Your task >> Quote the full text on skill performance word for word, from its heading to its final line.

Reading text >>

Skill Performance

"Performance" for skills isn't latency in the traditional sense. It's: does the skill produce reliable behavior; does it consume reasonable context; does it integrate without slowing the conversation?

This page covers the performance considerations.

Context cost

When a skill is invoked, its content loads into Claude's context. Long skills consume more tokens.

The trade-off

- Detailed skill: comprehensive but expensive

- Brief skill: cheaper but may miss cases

For frequently-invoked skills, context cost compounds.

Patterns

- **Brief SKILL.md + reference docs**: load only what's needed

- **Conditional sections**: "if doing X, see references/x.md"

- **External scripts**: complex logic in scripts, not instructions

A 200-line SKILL.md is fine. A 2000-line one suggests refactoring.

Invocation reliability

Does Claude invoke the skill when expected?

Description specificity

Vague descriptions miss invocations. Specific descriptions match better.

Trigger keywords

Including the words users actually say in the description helps matching.

Material provided >>

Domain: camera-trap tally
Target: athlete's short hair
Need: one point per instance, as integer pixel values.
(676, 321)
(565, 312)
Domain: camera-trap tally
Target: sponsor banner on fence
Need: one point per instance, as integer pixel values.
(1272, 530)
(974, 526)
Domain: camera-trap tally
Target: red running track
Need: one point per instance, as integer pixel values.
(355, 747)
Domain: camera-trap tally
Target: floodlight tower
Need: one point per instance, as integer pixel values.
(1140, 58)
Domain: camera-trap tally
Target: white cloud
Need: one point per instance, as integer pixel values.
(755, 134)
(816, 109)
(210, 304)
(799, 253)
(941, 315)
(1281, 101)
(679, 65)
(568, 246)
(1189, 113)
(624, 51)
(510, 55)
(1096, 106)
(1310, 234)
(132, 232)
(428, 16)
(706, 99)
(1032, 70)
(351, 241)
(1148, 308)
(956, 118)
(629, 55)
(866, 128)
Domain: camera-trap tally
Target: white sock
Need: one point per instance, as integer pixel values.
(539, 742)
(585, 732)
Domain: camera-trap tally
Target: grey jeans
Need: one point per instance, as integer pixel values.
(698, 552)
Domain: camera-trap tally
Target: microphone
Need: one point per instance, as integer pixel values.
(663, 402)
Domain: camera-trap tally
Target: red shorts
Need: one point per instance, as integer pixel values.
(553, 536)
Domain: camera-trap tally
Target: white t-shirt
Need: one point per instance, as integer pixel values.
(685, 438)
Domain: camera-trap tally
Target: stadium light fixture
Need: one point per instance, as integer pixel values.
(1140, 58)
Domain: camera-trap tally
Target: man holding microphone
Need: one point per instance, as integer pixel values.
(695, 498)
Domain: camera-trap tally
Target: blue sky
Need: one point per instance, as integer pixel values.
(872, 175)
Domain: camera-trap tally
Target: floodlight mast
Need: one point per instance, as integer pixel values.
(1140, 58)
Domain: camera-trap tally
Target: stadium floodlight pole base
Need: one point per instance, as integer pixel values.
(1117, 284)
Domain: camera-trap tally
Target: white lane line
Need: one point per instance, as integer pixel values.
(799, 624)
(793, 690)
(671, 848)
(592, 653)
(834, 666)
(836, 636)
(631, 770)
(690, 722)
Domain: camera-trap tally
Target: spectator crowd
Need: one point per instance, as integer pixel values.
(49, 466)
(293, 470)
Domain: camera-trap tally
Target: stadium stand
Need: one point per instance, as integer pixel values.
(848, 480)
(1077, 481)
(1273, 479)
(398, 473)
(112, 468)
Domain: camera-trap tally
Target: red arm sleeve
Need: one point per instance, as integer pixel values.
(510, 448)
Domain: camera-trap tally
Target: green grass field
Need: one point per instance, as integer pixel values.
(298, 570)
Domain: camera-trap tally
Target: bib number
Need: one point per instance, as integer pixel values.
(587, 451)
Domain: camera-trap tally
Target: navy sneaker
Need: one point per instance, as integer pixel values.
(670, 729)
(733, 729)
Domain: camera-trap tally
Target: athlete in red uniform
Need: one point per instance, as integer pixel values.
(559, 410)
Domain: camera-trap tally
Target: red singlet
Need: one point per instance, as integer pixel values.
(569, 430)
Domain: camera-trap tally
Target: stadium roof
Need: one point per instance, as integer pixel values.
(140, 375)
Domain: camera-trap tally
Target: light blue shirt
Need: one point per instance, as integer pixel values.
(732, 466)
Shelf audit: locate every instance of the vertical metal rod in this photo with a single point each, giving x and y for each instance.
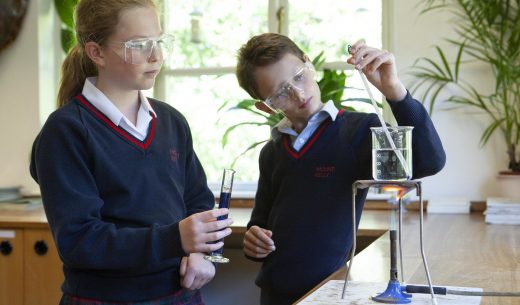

Output below >>
Skill Performance

"Performance" for skills isn't latency in the traditional sense. It's: does the skill produce reliable behavior; does it consume reasonable context; does it integrate without slowing the conversation?

This page covers the performance considerations.

Context cost

When a skill is invoked, its content loads into Claude's context. Long skills consume more tokens.

The trade-off

- Detailed skill: comprehensive but expensive

- Brief skill: cheaper but may miss cases

For frequently-invoked skills, context cost compounds.

Patterns

- **Brief SKILL.md + reference docs**: load only what's needed

- **Conditional sections**: "if doing X, see references/x.md"

- **External scripts**: complex logic in scripts, not instructions

A 200-line SKILL.md is fine. A 2000-line one suggests refactoring.

Invocation reliability

Does Claude invoke the skill when expected?

Description specificity

Vague descriptions miss invocations. Specific descriptions match better.

Trigger keywords

Including the words users actually say in the description helps matching.